* _Dataset records_
☆ ☆ ☆ ☆ ☆
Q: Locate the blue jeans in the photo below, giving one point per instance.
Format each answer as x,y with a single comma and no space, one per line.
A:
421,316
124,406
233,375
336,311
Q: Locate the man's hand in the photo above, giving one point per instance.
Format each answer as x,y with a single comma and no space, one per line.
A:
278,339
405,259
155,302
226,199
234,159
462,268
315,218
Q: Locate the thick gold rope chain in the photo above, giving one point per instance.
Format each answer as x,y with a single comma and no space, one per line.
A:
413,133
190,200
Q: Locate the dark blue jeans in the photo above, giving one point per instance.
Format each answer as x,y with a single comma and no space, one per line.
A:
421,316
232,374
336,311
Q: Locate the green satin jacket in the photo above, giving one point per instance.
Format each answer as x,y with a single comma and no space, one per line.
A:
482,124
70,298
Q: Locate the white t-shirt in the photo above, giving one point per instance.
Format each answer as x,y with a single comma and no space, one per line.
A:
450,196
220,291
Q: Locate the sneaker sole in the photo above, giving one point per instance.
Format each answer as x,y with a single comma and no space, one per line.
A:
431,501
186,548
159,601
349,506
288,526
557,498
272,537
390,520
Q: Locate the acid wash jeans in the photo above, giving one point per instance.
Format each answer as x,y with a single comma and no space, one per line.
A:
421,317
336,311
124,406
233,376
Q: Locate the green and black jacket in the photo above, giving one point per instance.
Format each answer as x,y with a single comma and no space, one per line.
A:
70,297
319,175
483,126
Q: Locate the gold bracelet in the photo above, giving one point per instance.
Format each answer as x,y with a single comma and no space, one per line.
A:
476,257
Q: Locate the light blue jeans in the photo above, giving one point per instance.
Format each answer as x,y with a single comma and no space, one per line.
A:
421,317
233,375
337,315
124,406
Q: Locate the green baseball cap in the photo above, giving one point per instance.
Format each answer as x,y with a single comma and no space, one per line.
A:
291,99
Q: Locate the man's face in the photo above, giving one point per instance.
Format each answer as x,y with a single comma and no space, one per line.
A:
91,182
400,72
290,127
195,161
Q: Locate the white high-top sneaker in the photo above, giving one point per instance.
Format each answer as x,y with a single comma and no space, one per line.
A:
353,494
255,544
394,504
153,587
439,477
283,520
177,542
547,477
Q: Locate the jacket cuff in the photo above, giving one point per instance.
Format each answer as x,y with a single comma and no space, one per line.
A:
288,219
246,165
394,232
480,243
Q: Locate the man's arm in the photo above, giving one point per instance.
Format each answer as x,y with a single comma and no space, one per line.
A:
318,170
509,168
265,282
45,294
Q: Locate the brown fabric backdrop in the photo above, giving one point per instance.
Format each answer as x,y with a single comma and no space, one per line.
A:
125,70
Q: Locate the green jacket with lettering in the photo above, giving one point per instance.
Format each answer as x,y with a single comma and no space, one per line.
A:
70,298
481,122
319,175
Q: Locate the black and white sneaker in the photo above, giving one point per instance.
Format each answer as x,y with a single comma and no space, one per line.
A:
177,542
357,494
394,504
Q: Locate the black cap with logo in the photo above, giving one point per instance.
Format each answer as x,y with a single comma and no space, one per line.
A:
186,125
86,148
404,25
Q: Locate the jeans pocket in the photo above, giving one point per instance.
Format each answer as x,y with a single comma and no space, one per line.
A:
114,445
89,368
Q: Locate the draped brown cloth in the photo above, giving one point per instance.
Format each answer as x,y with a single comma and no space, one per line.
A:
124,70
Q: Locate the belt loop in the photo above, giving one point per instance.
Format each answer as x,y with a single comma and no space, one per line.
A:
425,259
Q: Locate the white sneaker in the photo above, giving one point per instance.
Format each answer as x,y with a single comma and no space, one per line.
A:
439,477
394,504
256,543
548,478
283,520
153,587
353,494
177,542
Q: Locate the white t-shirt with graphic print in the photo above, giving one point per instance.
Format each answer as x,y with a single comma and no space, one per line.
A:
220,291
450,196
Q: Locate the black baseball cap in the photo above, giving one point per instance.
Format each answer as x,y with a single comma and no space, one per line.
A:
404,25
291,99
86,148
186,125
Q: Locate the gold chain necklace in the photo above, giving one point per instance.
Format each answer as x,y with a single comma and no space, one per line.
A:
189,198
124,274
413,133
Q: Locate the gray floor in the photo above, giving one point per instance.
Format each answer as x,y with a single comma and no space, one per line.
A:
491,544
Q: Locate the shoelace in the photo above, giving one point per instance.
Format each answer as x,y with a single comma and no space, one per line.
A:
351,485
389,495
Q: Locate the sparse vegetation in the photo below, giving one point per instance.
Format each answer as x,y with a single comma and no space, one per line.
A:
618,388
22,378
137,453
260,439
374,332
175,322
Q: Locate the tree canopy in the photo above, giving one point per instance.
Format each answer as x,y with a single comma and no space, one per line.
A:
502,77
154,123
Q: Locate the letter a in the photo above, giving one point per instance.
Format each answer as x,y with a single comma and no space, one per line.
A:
☆ ☆ ☆ ☆ ☆
* _Aim_
Beginning with the line that contains "Q: Locate the sparse", repeat every line through the end of the records and nothing more.

* _Solution_
Q: Locate the sparse vegetation in the photo below, giving one point per instance.
Format each answer as x,y with a single comma and no space, one per line.
A:
618,388
22,378
137,453
260,439
374,332
175,322
Q: Locate the tree canopy in the photo above, giving one point per instance.
Format each answer as x,y with a single comma and no space, one per line.
A:
502,77
154,123
Q: Locate the letter a in the photo above, giving one point per instance.
Format each answer as x,y with a single comma and no space, one per line.
A:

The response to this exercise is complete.